Point localization data
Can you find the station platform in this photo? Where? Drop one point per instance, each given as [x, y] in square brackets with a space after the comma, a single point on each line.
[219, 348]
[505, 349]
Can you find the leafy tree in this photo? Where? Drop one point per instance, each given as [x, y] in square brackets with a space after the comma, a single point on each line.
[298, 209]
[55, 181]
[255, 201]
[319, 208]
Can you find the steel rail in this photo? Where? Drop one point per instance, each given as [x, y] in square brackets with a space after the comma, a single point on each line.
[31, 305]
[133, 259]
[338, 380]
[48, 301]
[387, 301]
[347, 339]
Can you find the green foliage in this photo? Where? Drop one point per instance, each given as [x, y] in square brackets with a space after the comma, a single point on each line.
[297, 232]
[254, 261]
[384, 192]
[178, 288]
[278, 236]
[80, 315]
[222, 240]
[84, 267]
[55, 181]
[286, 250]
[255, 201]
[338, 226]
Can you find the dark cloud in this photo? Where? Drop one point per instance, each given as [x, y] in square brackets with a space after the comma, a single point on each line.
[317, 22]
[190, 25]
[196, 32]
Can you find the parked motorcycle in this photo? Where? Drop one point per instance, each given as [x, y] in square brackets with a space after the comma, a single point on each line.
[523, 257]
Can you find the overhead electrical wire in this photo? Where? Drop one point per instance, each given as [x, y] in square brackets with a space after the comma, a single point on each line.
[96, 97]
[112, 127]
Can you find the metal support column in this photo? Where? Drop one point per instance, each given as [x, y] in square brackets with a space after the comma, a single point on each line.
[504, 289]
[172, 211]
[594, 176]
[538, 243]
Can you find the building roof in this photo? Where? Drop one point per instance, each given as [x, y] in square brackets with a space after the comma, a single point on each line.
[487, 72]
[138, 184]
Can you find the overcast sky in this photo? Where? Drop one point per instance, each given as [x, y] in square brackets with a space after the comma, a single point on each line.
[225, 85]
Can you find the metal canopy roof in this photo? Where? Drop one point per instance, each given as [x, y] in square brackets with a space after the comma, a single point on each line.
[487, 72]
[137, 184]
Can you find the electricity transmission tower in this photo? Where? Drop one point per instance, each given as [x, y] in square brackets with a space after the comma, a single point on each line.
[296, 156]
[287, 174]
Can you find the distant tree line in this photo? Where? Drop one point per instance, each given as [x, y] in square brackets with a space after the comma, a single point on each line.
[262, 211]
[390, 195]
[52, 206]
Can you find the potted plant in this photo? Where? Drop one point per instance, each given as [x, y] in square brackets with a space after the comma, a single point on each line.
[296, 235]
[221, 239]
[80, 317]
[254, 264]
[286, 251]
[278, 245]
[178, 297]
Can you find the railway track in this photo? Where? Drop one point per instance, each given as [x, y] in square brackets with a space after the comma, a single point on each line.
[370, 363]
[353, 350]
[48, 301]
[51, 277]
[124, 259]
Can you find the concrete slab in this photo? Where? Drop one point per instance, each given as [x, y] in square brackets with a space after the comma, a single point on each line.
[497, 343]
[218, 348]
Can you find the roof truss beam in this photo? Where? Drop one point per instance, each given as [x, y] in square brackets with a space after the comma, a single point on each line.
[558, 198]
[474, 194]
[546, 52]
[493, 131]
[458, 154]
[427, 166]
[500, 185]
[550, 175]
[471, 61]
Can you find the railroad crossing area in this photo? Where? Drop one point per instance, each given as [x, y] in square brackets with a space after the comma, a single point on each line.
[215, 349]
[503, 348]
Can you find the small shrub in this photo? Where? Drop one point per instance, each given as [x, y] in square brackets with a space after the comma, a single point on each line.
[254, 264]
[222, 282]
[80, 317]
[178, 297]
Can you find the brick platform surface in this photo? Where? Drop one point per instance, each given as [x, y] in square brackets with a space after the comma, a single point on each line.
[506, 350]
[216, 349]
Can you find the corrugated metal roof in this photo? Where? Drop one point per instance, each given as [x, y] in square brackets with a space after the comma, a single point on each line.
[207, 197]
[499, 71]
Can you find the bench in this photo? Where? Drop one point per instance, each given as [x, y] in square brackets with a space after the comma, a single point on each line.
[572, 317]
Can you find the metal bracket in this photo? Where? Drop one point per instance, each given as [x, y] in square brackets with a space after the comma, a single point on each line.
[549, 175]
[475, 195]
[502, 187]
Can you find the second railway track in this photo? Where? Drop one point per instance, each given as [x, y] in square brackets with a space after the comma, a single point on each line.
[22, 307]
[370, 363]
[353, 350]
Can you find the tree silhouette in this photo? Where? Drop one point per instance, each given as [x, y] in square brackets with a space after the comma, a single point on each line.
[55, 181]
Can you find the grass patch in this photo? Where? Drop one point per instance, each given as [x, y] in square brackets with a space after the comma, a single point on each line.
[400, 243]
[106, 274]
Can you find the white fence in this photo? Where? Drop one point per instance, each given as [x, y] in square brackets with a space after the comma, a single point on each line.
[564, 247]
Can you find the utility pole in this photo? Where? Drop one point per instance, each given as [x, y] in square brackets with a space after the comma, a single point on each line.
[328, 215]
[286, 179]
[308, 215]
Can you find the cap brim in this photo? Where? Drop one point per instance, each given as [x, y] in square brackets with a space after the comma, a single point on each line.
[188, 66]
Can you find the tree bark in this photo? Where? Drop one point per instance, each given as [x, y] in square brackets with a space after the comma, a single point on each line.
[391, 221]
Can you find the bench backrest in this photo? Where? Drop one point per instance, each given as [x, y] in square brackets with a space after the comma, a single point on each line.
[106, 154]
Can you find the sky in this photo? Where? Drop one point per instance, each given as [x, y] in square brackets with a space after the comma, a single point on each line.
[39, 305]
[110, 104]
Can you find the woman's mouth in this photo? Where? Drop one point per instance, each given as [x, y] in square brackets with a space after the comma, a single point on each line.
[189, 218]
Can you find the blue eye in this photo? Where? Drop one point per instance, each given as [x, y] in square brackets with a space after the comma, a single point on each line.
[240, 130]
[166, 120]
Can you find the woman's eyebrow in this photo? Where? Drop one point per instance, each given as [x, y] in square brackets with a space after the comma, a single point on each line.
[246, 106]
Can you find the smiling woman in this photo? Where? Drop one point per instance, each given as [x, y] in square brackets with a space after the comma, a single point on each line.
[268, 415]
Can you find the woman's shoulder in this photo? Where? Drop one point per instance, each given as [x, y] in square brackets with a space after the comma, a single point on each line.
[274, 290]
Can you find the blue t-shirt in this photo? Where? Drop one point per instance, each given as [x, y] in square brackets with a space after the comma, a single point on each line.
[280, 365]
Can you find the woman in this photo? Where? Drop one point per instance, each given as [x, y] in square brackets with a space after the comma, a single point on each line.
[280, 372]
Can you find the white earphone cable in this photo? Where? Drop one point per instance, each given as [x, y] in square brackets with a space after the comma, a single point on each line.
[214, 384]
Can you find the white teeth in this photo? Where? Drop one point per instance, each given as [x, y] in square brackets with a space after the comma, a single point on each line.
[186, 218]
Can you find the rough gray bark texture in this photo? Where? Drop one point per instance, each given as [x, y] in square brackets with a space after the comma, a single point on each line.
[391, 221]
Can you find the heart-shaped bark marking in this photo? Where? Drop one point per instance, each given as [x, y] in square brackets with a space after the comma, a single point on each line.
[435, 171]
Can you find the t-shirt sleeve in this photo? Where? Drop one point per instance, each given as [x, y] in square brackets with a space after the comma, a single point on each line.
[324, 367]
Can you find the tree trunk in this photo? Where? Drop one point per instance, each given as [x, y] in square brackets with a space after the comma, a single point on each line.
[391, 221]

Exercise -
Your output should be the lines from the one with "Can you find the white earphone" through the last line of the entries above, copied exactly and nothing more.

Exercise response -
Can you find the white earphone cable in this photo? Where? Drop one point per instance, each given as [x, y] in square brackets with a space after the comma, a single point on each line.
[214, 384]
Can you find the white teeth in this photo? Where? Drop one point per instance, each given as [x, y] in square brackets with a space after the comma, a single point on each line.
[186, 218]
Can you find the rough gray bark texture in this photo? Where? Drop one point per instance, each given as [x, y] in square brackets with a space after the comma, a single point on each line.
[391, 221]
Can you find the heart-shaped bark marking in this photo? Where? Drop one point per instance, each given as [x, y] in square brackets with a space after the comma, a single point on each line.
[435, 171]
Can you find the t-shirt sleeve in this photo? Where? Drop one point per instance, each given as [x, y] in square brackets with a space after the comma, a single point on each line.
[324, 367]
Can you find the tree trunk in this photo? Where? Drop one point per instance, each given as [x, y] in square brackets with a space after the comma, a single point on each line.
[391, 221]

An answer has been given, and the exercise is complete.